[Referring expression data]
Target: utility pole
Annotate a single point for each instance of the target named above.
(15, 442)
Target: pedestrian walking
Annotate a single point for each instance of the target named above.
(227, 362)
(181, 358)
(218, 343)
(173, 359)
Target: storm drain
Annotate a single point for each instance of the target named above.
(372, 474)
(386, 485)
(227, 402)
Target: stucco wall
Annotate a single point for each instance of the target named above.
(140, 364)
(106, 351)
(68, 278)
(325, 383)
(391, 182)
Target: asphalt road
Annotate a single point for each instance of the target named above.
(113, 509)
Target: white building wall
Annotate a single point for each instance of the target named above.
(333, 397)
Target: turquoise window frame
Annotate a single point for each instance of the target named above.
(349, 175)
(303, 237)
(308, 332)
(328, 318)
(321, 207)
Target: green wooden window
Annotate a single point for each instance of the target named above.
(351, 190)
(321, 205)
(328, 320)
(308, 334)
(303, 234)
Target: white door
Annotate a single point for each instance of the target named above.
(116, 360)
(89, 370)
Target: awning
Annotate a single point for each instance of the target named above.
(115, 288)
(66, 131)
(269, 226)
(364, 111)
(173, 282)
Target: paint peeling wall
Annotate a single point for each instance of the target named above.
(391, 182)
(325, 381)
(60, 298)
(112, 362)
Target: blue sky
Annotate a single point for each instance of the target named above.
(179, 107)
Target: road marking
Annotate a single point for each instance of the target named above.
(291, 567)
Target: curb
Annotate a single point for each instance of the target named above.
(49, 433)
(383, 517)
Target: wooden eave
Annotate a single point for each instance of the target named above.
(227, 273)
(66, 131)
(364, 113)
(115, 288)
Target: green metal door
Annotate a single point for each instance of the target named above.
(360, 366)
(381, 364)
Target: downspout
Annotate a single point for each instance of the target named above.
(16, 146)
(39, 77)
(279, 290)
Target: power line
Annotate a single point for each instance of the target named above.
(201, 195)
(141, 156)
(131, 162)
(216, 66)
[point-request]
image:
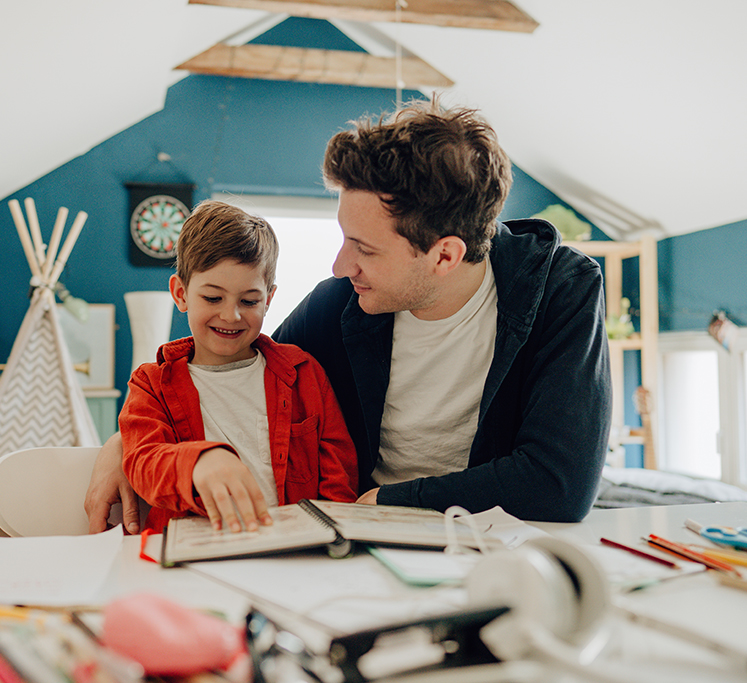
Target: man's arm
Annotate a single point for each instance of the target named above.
(541, 446)
(109, 486)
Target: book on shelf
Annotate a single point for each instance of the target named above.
(311, 524)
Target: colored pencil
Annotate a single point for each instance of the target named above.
(639, 553)
(687, 553)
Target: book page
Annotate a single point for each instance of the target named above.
(390, 524)
(193, 538)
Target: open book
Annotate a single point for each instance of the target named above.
(310, 524)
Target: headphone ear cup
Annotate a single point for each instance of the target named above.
(549, 584)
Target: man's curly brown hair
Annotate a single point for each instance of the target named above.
(439, 172)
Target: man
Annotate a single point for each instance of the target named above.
(469, 357)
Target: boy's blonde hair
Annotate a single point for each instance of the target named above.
(216, 231)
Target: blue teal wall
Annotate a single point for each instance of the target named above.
(701, 272)
(223, 134)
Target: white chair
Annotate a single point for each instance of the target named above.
(42, 491)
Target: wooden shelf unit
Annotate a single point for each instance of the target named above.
(646, 341)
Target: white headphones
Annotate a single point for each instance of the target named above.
(561, 615)
(555, 591)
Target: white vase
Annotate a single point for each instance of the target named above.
(150, 316)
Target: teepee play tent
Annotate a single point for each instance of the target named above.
(41, 401)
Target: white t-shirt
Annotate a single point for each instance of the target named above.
(436, 383)
(234, 411)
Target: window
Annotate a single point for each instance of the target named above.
(702, 412)
(309, 237)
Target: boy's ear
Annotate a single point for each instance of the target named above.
(178, 292)
(270, 294)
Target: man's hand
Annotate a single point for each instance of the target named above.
(369, 497)
(109, 486)
(227, 487)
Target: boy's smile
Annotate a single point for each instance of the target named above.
(226, 306)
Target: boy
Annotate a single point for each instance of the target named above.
(227, 422)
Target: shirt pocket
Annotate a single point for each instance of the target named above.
(303, 456)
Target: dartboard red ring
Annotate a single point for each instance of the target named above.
(156, 223)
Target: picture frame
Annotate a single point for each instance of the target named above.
(91, 344)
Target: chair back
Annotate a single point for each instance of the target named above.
(42, 491)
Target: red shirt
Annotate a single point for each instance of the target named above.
(163, 434)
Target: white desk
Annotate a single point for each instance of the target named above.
(697, 602)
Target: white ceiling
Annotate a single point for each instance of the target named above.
(633, 112)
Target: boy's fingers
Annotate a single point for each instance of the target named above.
(130, 510)
(246, 507)
(224, 503)
(213, 513)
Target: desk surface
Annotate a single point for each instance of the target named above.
(697, 602)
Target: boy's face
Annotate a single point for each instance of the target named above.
(225, 306)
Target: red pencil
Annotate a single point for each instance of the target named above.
(689, 554)
(639, 553)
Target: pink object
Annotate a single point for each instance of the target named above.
(168, 639)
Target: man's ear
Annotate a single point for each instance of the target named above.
(448, 253)
(178, 292)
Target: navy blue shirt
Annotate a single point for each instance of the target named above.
(544, 419)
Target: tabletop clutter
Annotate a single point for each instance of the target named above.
(534, 584)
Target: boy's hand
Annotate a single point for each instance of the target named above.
(226, 487)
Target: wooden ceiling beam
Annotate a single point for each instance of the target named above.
(279, 63)
(495, 15)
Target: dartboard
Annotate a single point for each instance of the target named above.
(156, 223)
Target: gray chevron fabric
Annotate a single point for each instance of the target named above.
(35, 408)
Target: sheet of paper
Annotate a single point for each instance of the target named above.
(340, 595)
(56, 571)
(496, 523)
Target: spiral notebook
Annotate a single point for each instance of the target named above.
(310, 524)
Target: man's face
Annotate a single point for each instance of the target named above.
(388, 274)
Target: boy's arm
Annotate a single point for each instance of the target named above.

WORK TASK
Which lines above include the string "wall"? Show them.

SOLVED EXERCISE
Target: stucco wall
Target: white building wall
Target: paint peeling wall
Target: blue teal wall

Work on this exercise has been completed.